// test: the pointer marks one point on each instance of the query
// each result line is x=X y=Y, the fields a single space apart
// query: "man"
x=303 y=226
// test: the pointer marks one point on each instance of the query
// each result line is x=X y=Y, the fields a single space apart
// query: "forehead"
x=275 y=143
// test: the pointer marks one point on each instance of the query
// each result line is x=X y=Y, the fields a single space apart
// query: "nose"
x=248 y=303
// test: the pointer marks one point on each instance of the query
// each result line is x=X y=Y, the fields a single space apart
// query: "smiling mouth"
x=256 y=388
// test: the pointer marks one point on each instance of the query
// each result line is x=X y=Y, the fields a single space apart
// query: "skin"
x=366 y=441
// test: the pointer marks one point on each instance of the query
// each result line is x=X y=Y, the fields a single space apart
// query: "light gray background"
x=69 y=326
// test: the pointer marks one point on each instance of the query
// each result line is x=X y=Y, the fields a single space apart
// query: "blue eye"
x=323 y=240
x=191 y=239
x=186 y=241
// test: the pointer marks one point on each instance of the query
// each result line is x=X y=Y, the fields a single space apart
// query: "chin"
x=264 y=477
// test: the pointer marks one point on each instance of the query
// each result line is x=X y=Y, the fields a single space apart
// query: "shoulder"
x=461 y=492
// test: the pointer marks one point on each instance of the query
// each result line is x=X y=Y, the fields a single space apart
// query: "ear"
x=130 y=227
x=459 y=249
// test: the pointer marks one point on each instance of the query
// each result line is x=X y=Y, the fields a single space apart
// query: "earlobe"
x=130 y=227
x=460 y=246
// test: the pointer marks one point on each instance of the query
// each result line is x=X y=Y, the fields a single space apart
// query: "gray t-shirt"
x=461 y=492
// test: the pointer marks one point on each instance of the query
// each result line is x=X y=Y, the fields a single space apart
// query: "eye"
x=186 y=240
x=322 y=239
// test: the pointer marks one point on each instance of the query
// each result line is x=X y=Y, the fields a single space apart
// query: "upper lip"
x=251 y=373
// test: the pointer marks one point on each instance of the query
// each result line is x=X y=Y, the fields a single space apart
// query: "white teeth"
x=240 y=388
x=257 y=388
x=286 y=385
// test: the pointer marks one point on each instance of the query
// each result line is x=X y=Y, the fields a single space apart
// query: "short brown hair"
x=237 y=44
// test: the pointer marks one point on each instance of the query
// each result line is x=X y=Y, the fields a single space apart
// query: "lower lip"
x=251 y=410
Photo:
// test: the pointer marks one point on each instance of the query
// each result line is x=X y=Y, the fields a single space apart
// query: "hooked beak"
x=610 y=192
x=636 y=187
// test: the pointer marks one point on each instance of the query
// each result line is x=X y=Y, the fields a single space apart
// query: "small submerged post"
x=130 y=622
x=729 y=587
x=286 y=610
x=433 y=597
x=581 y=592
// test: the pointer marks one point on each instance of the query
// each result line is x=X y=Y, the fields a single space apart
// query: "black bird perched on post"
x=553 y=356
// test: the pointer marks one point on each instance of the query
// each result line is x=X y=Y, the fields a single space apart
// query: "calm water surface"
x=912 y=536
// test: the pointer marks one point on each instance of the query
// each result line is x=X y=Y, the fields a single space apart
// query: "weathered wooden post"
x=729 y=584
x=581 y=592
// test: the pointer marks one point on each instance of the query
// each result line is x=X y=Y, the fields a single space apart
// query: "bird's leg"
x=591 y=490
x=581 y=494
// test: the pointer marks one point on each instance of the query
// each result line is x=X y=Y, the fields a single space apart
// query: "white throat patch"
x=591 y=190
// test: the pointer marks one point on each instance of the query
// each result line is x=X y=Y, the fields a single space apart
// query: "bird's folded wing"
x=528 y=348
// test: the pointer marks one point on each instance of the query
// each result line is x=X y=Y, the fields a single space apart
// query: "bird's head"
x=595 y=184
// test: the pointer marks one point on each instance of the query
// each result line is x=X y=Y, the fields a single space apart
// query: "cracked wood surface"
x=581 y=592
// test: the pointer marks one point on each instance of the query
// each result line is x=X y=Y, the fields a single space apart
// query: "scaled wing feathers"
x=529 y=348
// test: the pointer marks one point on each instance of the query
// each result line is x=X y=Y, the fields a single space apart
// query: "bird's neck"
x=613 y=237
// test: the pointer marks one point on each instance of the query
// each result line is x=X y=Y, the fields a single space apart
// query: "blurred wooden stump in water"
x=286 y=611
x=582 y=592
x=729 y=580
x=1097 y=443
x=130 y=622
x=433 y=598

################

#### WHAT IS NEEDED
Taking the listing above, write all of it out exactly.

#### WRITTEN SOLUTION
// test: the pointer marks one point on each instance of the query
// each result line is x=X y=Y, the fields a single space apart
// query: "man"
x=303 y=226
// test: the pointer marks one point on each instance of the query
// each result line is x=X y=Y, the fields a single space apart
// query: "forehead"
x=275 y=143
// test: the pointer marks one point on each instance of the query
// each result line is x=X y=Y, the fields a single space apart
// query: "nose"
x=248 y=303
// test: the pointer marks one point on each instance of the query
// each result line is x=X y=Y, the fields a single space apart
// query: "smiling mouth"
x=256 y=388
// test: the pointer marks one point on each instance of the query
// each result line is x=X y=Y, the fields a single space apart
// query: "skin"
x=366 y=441
// test: the pointer marks one point on each instance of the query
// each result line is x=X y=Y, the fields a single space apart
// query: "light gray background"
x=69 y=326
// test: the pointer marks one point on each instance of the query
// each result line is x=X y=Y, the fields a single space apart
// query: "blue eye"
x=323 y=240
x=191 y=239
x=186 y=241
// test: the pointer marks one point on each instance of the query
// each result line is x=X y=Y, the fields a single space apart
// query: "chin"
x=264 y=477
// test: the pointer marks one point on each instance of the query
// each result line is x=X y=Y, the fields a single space apart
// query: "shoulder"
x=461 y=492
// test: the pointer marks one point on each instance of the query
// each result line is x=X y=Y, the fields a single space apart
// query: "ear"
x=130 y=227
x=459 y=249
// test: the pointer marks one point on each instance of the query
// each result line is x=X y=Y, the fields a single space apart
// query: "earlobe"
x=130 y=227
x=460 y=246
// test: the pointer marks one point on each instance of the query
// each result line is x=X y=Y, the fields a single space apart
// query: "gray t-shirt"
x=461 y=492
// test: the pointer marks one point on each instance of the query
// each result line is x=X y=Y, the fields a single space apart
// query: "eye"
x=186 y=240
x=322 y=239
// test: the pointer marks one point on each instance of the query
// each result line is x=X y=Y, the fields a single space apart
// query: "upper lip"
x=251 y=373
// test: the pointer marks one point on each instance of the query
// each result line is x=X y=Y, the fields a single space apart
// query: "white teeth"
x=240 y=388
x=257 y=388
x=286 y=385
// test: the pointer marks one point on each instance of the query
// each result line is x=X y=Y, the fields a single space apart
// query: "short brown hair"
x=237 y=44
// test: the pointer marks one point on each instance of the query
// each result line is x=X y=Y, the fields a single space apart
// query: "lower lip"
x=251 y=410
Photo:
// test: the pointer marks one point on each instance of the query
// each result line is x=X y=Y, the fields a single space apart
// query: "hooked beak"
x=610 y=192
x=636 y=187
// test: the pointer marks one point on each instance of the query
// each result line is x=X y=Y, the fields a single space apart
// query: "small submerged post"
x=130 y=622
x=729 y=587
x=286 y=610
x=433 y=597
x=581 y=592
// test: the pointer marks one point on each instance of the query
// each result line is x=X y=Y, the fields a single space apart
// query: "black bird perched on post"
x=553 y=356
// test: the pointer marks one point on each instance of the query
// each result line is x=X y=Y, the fields a single space apart
// query: "calm water surface"
x=912 y=536
// test: the pointer marks one point on each instance of the query
// each result line is x=X y=Y, the fields a single space apart
// query: "weathered wooden post"
x=729 y=584
x=581 y=592
// test: the pointer marks one point on each instance of the query
// each result line is x=X y=Y, the fields a single space apart
// query: "bird's leg"
x=591 y=490
x=581 y=494
// test: the pointer marks one point on each instance of the query
// each result line is x=X y=Y, the fields a single space apart
// query: "white throat patch"
x=591 y=190
// test: the pointer marks one point on each instance of the query
// each result line is x=X y=Y, the fields a single space apart
// query: "bird's folded wing"
x=528 y=348
// test: the pointer marks one point on each instance of the query
// each result line is x=X y=Y, the fields a single space apart
// query: "bird's head"
x=595 y=184
// test: the pointer marks one point on each instance of the query
// each result line is x=X y=Y, the fields a single space apart
// query: "cracked wood surface"
x=581 y=592
// test: the pointer marks one point on each instance of the query
// each result line is x=X y=Y, the fields a single space apart
// query: "scaled wing feathers"
x=529 y=348
// test: the pointer marks one point on each instance of the query
// each result line is x=X y=Y, the fields a single space apart
// query: "bird's neck"
x=613 y=237
// test: the pointer marks one point on each instance of the query
// each result line is x=X y=Y, the fields a single space apart
// query: "blurred wooden stump in water"
x=286 y=611
x=582 y=592
x=729 y=580
x=1097 y=443
x=130 y=622
x=433 y=598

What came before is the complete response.